> _Texto proporcionado_
__________

# Ecualizador con volumen C/remoto



## marito048 (May 14, 2008)

Hola, Que tal? Soy un aficionado a la electronica y estoy interesado en construir un ecualizador de 5 o 7 bandas (vi uno pasivo de 5 bandas que anda en la web) y conectarlo a la salida 2.1 de mi DVD samsung p172 para luego amplificar con uno parlantes edifier x-600. una de mis dudas es si necesito un ecualizador pasivo o activo?, y ademas quisiera saber si se puede agregar control de volumen a la salida del ecualizador y manejarlo con el mismo control remoto del DVD.

Desde ya muchas Gracias!


----------



## DJ DRACO (May 16, 2008)

1) Los ecualizadores pasivos son efectivos, pero te tragan bastante ganancia de la señal acustica.
2) Los ecualizadores activos, son filtros pasivos preamplificados por operacionales, rinden y te entregan una señal alta y estable.

__________

> _Datos suministrados_
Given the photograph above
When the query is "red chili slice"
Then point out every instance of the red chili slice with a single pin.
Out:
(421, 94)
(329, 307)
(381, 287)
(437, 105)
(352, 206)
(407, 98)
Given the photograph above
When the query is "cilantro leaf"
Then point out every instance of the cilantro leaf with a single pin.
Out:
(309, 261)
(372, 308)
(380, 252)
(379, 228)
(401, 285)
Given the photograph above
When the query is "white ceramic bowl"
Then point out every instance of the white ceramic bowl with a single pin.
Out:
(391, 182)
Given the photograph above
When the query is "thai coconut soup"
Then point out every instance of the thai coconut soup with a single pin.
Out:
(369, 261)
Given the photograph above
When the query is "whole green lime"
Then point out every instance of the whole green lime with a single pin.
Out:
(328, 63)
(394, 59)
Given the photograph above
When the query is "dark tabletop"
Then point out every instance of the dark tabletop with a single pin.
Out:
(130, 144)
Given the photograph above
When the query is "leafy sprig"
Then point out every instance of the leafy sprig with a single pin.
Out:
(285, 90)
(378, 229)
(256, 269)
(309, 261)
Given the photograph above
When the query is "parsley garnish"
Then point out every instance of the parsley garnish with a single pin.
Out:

__________

> _Acciones requeridas_
a) Reescribe el hilo sobre el ecualizador desde las palabras que contienen "# Ecualizador con" y detente después de "ya muchas Gracias!"; en ese tramo, sustituye "parlantes" por "altavoces".
b) Prosigue el hilo sobre el ecualizador a partir de su última línea.
El material no interviene en nada de esto.

> _Resultados por tarea_
a)
# Ecualizador con volumen C/remoto



## marito048 (May 14, 2008)

Hola, Que tal? Soy un aficionado a la electronica y estoy interesado en construir un ecualizador de 5 o 7 bandas (vi uno pasivo de 5 bandas que anda en la web) y conectarlo a la salida 2.1 de mi DVD samsung p172 para luego amplificar con uno altavoces edifier x-600. una de mis dudas es si necesito un ecualizador pasivo o activo?, y ademas quisiera saber si se puede agregar control de volumen a la salida del ecualizador y manejarlo con el mismo control remoto del DVD.

Desde ya muchas Gracias!

b)
3) lo del control de volumen se puede colocar antes o despues del ecualizador, pero no podras manejarlo con el remoto del dvd, ya que el volumen que maneja el dvd es digital y el tuyo sera analogico. pero a lo mejor no es necesario colocar el control de volumen, solo aumentas o disminuyes el volumen del dvd y listo...

saludos.


----------



## marito048 (May 19, 2008)

Gracias DJ DRACO. El tema es que el DVD no trae volumen, de ultima le dejaria el volumen del ecualizador por medio del pote, yo queria evitar tener que levantarme para regular el volumen, jaja. Sino me conseguire en equipo viejo y veo que puedo sacar de alli. gracias


----------



## tecnica5 (Dic 12, 2008)

te conviene hacer un activo, el otro tiene mas distorsión!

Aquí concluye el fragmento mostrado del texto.